Write out the entries below exactly, from the first line to the one with "Teacher note: indicate the man's nose", both ends included.

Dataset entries
- - - - -
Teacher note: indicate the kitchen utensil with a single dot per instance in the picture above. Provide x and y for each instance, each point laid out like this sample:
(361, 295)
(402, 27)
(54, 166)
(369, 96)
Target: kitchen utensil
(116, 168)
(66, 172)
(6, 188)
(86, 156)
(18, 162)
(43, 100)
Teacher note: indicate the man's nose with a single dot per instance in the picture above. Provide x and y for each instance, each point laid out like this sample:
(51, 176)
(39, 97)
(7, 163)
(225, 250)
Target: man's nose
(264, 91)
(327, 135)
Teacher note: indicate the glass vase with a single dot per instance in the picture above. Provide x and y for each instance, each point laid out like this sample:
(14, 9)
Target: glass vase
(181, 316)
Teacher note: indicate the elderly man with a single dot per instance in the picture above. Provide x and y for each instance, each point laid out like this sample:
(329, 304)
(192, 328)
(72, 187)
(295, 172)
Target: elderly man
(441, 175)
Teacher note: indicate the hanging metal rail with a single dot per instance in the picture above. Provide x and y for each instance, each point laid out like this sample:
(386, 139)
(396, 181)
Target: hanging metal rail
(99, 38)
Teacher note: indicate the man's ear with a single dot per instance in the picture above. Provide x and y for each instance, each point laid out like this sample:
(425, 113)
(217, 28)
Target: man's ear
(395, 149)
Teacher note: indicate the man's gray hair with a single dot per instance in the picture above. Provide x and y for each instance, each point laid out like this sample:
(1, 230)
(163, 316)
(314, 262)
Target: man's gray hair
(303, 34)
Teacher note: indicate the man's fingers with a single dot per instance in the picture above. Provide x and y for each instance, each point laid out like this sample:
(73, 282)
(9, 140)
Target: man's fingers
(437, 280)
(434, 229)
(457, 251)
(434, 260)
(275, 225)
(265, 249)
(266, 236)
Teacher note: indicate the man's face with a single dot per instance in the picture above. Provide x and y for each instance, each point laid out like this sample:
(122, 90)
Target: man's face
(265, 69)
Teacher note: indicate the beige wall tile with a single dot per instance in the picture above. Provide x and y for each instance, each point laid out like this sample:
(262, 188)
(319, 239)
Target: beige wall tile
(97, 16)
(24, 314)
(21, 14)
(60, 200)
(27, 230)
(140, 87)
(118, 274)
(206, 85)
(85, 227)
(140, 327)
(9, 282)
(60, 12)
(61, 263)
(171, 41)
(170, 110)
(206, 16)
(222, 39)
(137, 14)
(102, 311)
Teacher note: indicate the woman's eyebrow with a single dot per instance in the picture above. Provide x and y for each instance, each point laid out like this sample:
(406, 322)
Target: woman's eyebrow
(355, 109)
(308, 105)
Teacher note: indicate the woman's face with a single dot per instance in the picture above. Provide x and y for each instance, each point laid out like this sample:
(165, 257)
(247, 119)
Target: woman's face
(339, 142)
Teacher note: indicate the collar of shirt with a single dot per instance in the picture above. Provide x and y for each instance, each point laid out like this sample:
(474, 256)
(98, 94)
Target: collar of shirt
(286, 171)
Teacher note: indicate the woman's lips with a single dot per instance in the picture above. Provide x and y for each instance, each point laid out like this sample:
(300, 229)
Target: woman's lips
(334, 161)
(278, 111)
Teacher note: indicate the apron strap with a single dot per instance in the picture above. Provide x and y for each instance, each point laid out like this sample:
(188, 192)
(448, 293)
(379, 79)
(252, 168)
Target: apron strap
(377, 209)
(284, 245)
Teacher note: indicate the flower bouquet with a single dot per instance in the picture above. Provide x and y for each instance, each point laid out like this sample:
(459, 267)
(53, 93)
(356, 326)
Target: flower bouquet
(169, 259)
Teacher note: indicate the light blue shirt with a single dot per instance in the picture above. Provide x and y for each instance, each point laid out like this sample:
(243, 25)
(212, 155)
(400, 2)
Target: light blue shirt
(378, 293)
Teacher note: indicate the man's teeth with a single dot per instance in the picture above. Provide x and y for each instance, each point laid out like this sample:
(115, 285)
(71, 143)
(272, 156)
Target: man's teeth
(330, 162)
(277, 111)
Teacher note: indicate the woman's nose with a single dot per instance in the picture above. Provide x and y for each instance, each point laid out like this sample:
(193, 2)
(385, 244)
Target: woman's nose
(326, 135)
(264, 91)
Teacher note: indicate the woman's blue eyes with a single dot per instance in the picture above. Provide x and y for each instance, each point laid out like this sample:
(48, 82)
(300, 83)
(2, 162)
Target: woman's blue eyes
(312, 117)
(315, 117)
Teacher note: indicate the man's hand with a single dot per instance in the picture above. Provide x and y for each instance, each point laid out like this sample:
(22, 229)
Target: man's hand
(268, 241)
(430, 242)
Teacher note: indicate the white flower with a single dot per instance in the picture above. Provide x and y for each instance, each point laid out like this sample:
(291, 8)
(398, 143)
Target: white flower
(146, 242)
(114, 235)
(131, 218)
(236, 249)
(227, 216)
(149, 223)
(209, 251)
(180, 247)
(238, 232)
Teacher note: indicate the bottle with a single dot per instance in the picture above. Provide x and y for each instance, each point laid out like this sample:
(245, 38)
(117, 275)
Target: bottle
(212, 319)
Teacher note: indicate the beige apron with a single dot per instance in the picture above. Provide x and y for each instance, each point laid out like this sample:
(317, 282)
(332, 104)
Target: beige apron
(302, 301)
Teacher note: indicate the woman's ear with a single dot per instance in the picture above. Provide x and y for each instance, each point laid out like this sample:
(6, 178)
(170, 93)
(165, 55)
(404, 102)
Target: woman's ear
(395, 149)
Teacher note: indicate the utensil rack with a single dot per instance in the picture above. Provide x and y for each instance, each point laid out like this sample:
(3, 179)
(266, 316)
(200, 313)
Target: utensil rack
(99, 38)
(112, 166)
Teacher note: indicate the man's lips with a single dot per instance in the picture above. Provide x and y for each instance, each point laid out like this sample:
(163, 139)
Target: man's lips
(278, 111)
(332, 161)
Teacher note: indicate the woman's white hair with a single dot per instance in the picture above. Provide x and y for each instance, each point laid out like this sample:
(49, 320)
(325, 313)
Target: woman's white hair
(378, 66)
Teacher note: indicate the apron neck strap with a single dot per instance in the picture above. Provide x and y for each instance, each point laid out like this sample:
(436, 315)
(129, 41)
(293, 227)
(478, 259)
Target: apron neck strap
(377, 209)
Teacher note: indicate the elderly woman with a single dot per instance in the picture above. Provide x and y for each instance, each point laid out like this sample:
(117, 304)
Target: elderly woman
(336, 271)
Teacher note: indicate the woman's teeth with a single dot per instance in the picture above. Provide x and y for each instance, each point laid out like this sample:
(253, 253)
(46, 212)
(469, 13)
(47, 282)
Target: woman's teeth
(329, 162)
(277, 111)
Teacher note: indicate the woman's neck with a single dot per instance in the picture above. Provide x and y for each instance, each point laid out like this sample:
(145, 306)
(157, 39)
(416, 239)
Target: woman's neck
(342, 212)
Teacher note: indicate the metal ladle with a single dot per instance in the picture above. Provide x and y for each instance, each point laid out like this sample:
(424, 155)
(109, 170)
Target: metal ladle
- - - - -
RESULT:
Teacher note: indicate the kitchen utensil with a single dot per instance in the picture above. Provide x and y for each instance, each point laid out like this sample:
(361, 295)
(402, 27)
(54, 166)
(369, 96)
Target: kitchen utensil
(116, 168)
(66, 172)
(6, 188)
(86, 156)
(18, 162)
(43, 100)
Teacher note: indicate the man's nose with a single dot per instance in the picture above. Provide x and y for each instance, each point laid out like this sample:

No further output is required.